**What to do**
Please return each line of the listing below exactly as written.

**Records provided**
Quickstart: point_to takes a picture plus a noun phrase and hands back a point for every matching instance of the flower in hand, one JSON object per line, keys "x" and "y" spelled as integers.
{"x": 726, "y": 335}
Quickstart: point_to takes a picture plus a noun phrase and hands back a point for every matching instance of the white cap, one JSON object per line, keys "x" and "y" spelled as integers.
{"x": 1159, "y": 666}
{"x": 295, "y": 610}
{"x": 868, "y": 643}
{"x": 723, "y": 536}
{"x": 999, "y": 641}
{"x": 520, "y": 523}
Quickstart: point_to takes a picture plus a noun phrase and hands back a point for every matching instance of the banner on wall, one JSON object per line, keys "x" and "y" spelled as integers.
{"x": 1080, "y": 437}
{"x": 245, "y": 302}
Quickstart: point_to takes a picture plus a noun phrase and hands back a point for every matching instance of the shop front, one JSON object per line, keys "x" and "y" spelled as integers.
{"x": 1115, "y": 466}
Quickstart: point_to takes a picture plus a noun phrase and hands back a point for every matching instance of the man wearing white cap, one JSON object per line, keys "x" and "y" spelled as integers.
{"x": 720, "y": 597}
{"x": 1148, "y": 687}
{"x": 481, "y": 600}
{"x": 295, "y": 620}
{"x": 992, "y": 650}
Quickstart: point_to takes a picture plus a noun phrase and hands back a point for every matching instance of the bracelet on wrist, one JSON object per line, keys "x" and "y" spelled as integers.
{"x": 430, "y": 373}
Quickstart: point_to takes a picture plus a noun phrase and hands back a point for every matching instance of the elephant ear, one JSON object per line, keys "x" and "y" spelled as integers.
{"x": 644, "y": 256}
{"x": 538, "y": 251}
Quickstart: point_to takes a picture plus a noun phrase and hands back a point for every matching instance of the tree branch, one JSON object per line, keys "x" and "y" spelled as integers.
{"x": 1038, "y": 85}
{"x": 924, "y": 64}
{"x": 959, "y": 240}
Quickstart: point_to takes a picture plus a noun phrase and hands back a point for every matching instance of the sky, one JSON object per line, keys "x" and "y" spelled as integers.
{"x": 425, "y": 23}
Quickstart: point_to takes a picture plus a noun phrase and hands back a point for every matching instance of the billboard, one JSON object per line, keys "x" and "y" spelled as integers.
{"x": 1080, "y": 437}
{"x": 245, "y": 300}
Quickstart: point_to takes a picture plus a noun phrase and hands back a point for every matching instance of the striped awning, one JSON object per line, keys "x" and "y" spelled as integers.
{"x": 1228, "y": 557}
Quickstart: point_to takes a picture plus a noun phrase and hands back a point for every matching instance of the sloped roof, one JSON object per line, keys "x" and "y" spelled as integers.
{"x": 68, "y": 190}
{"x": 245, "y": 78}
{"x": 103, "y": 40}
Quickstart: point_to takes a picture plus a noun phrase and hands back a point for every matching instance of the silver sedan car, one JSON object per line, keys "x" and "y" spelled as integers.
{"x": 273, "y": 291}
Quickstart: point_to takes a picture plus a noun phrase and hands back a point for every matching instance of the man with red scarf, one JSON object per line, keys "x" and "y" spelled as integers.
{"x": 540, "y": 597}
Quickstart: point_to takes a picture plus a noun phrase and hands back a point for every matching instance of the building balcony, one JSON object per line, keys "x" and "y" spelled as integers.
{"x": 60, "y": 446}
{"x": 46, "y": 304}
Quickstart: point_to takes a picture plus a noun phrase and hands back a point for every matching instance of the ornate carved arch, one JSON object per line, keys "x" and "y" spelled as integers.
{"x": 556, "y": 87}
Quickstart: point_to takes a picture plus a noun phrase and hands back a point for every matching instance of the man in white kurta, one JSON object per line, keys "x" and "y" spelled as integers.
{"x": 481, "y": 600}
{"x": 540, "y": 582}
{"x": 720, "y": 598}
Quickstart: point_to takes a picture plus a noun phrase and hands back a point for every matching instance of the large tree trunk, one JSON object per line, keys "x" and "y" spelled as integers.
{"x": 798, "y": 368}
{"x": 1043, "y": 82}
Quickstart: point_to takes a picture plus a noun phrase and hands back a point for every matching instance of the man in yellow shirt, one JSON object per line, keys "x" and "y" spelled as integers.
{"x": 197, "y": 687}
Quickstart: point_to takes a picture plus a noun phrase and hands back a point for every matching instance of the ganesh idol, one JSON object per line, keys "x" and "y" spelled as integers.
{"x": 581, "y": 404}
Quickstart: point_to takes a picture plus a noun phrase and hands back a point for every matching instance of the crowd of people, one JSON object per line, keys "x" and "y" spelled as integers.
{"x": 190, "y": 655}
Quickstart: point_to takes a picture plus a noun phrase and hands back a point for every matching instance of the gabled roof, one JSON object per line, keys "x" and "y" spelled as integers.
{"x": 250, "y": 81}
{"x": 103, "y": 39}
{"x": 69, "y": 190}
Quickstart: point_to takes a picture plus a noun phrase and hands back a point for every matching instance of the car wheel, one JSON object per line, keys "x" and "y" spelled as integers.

**Answer to the exercise**
Quickstart: point_to takes a picture plus a noun phrase and hands back a point for every matching instance of the flower in hand, one JSON object per line, keys "x" and "y" spelled as integers.
{"x": 726, "y": 335}
Quickstart: point_to takes a picture plus a noun phrase and hands back a point for every matching instance of the white cap, one JSON object per line, keys "x" and "y" spelled as integers.
{"x": 1159, "y": 666}
{"x": 295, "y": 610}
{"x": 868, "y": 643}
{"x": 723, "y": 536}
{"x": 999, "y": 641}
{"x": 520, "y": 523}
Quickstart: point_to takes a picture plus a noun phrase and hands back a point for every matching instance of the banner on wall, one JSON object per line, keys "x" and "y" spelled as integers.
{"x": 1080, "y": 437}
{"x": 245, "y": 302}
Quickstart: point_to takes a picture plus a noun phrase and hands back a point for every matching instance of the shop front, one JSON object per line, keys "x" and "y" spelled as integers.
{"x": 1115, "y": 466}
Quickstart: point_to takes a picture plus a noun phrase and hands back a point for every matching instance of the man wearing white cap, one JSON object per line, keys "x" and "y" spelled as integers.
{"x": 720, "y": 597}
{"x": 1148, "y": 687}
{"x": 481, "y": 600}
{"x": 295, "y": 620}
{"x": 992, "y": 650}
Quickstart: point_to takes a picture plus a noun phrase and hands back a point for every matching instance of the bracelet on wrist, one JSON object per line, keys "x" and "y" spelled as integers.
{"x": 430, "y": 373}
Quickstart: point_to takes a picture plus a noun phrase and hands back a point for every matching instance of the elephant ear, one JSON object per line, keys "x" and "y" spelled as integers.
{"x": 644, "y": 256}
{"x": 538, "y": 251}
Quickstart: point_to takes a picture plus a noun phrase and hands back a point for every matching instance of the tree branch, one JSON object per line, keys "x" and "y" spelled as integers.
{"x": 1038, "y": 85}
{"x": 924, "y": 64}
{"x": 959, "y": 240}
Quickstart: point_to takes a picture plus a noun phrase and hands back a point for every matching instance of the sky, one JSON object per line, keys "x" and "y" spelled as integers.
{"x": 425, "y": 23}
Quickstart: point_to takes a picture plus a noun phrase and hands back a point for every matching instance of the billboard, one JSON object per line, keys "x" and "y" spelled as integers.
{"x": 1080, "y": 437}
{"x": 245, "y": 300}
Quickstart: point_to takes a picture plus a noun phrase and hands back a point for every matching instance of the striped awning, one JSON object per line, keys "x" and "y" spelled as integers.
{"x": 1228, "y": 557}
Quickstart: point_to takes a picture plus a noun phrase and hands back a point for every matching instance of the sloped roof, one JSON object per line, keys "x" and "y" spelled as integers.
{"x": 68, "y": 190}
{"x": 245, "y": 78}
{"x": 103, "y": 40}
Quickstart: point_to takes a picture plus a noun phrase and hands back a point for every matching instance of the silver sedan car, one JSON object per line, keys "x" and "y" spelled as integers.
{"x": 273, "y": 291}
Quickstart: point_to takes a picture plus a noun phrase and hands back a point for every matching instance of the man with red scarf, one JSON object per line, keys "x" and "y" spelled as integers.
{"x": 540, "y": 597}
Quickstart: point_to takes a picture plus a noun phrase and hands back a point for every matching instance of the building balcony, one JSON object per line, keys "x" and "y" spelled as integers.
{"x": 60, "y": 446}
{"x": 46, "y": 304}
Quickstart: point_to takes a picture plus a noun phrase and hands back a point for every matching instance of the ornate carved arch, one JSON object per line, keys "x" and "y" spelled as integers.
{"x": 556, "y": 87}
Quickstart: point_to takes a picture plus a noun phrase and hands back a point for every matching instance of the man in white kurta, one JSON object per line, keys "x" and "y" spelled as integers.
{"x": 481, "y": 600}
{"x": 540, "y": 582}
{"x": 720, "y": 598}
Quickstart: point_to takes a picture plus a noun phrase and hands back a point for every matching instance of the large tree trunk, one JSON object per line, keys "x" and "y" spelled as integers.
{"x": 798, "y": 368}
{"x": 1043, "y": 82}
Quickstart: point_to takes a picture plus a noun phrase and hands back a point for every matching instance of the man in yellow shirt, one JSON object per line, keys "x" and "y" spelled as integers.
{"x": 197, "y": 687}
Quickstart: point_to takes a picture plus a noun phrase and hands back a point for every matching instance of the ganesh idol, one JSON object per line, keys "x" and "y" spelled as integers.
{"x": 581, "y": 404}
Quickstart: point_to takes a picture plus a noun phrase and hands back a point for every matching instance of the crowd of people, one JSON object per line, keys "x" and "y" spelled as integers.
{"x": 190, "y": 655}
Quickstart: point_to takes a picture plus a noun phrase and hands back a point for every matching instance of the gabled roof, one JSON object per line, keys "x" and "y" spelled as integers.
{"x": 250, "y": 81}
{"x": 103, "y": 39}
{"x": 69, "y": 190}
Quickstart: point_to takes a picture plus a noun phrase and hands back a point for every matching instance of the car wheel, one JSON object per line, keys "x" and "y" spelled as integers.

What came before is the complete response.